> [What the task asks]
Rewrite the listing below with "white vestment" in place of every "white robe", keeping everything else unchanged.

> [Records for this exercise]
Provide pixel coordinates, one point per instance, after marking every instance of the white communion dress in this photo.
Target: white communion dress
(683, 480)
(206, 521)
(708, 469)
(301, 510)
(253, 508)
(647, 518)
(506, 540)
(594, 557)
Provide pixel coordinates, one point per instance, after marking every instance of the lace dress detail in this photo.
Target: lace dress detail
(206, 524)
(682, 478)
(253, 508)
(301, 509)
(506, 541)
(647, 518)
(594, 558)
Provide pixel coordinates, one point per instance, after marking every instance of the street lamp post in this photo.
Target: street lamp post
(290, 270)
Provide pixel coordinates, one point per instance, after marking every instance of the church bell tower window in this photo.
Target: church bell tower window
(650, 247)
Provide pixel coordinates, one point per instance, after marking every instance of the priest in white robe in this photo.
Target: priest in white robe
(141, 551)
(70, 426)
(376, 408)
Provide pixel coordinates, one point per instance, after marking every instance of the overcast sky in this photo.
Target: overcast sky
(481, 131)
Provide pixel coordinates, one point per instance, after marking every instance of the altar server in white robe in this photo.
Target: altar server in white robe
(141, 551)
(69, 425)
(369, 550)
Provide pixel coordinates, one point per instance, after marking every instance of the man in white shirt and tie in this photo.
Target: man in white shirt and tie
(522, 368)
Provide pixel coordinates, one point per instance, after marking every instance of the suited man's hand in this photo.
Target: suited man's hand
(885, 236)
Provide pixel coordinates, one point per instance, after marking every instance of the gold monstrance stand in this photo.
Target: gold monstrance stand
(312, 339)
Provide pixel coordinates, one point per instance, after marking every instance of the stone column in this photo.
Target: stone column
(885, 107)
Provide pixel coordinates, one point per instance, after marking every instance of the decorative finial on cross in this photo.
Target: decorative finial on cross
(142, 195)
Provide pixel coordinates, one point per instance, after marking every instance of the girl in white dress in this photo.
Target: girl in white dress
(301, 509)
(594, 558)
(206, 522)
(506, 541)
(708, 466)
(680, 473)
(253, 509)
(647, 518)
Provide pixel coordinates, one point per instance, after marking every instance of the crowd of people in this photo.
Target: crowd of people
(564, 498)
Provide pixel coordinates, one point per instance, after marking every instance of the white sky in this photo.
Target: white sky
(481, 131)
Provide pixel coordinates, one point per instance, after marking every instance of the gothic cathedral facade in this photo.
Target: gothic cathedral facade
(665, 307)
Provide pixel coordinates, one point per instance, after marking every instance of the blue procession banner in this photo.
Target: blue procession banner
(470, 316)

> [Worked solution]
Provide pixel coordinates, one point per instance, after marking every instance of the white communion dress in this photo.
Target: white communion dress
(683, 480)
(206, 521)
(708, 469)
(301, 510)
(253, 508)
(647, 518)
(506, 540)
(594, 557)
Provide pixel coordinates, one point per instance, after marking every instance of the lace dress detail in this photo.
Target: lace dress detail
(206, 524)
(682, 478)
(253, 508)
(301, 509)
(506, 541)
(647, 518)
(594, 558)
Provide pixel coordinates, one point per instance, after marking every instance of the street lamp post in this photo.
Target: street lamp post
(290, 270)
Provide pixel coordinates, one point per instance, after marking every instance of the church bell tower window in this photo.
Target: church bell tower window
(650, 247)
Provide pixel coordinates, one point per instance, after marking every instance of the priest in white vestment in this photo.
Target: priest in white vestment
(141, 551)
(70, 426)
(376, 408)
Provide pixel coordinates, one point per instance, after marking every instance of the overcast sky in this photo.
Target: overcast sky
(481, 131)
Provide pixel coordinates, one point per instance, after marking every instance of the altar server in white vestment in this photo.
Target: altar server in white vestment
(141, 551)
(69, 425)
(369, 550)
Provide pixel coordinates, one point per instance, after marking every instance of the man in white shirt and tie in this photo.
Target: man in white shirt and tie
(522, 368)
Provide pixel coordinates, one point per instance, after marking every instance of the suited man's hand in this photo.
Target: suited man's hand
(885, 236)
Provide pixel coordinates, one point per instance, after marking every instance of the gold monstrance stand in this photo.
Target: gold monstrance stand
(312, 339)
Provide pixel coordinates, one point per instance, after marking every instance of the stone column in this photo.
Target: stone column
(885, 107)
Provide pixel coordinates, one point per instance, after marking every instance of the decorative finial on cross in this photo.
Target: decorative finial on cross
(142, 195)
Provide pixel coordinates, one point per instance, after marking every instance of the girl in white dress in this photo.
Target: girl in white dress
(301, 509)
(594, 558)
(206, 522)
(506, 541)
(708, 466)
(680, 473)
(253, 509)
(647, 518)
Provide pixel coordinates, one point per instance, after marking every instance of the crowd of people in this photo.
Target: crowd of people
(564, 498)
Provide pixel coordinates, one point per instance, after marking every instance of the white sky in this photo.
Target: white sky
(481, 131)
Provide pixel coordinates, one point per instance, after marking every instance of the gothic cathedral facade in this photo.
Target: gothic cathedral facade
(665, 307)
Provide pixel coordinates, one point per instance, after marking every instance of the blue procession banner in this photo.
Target: blue procession banner
(470, 316)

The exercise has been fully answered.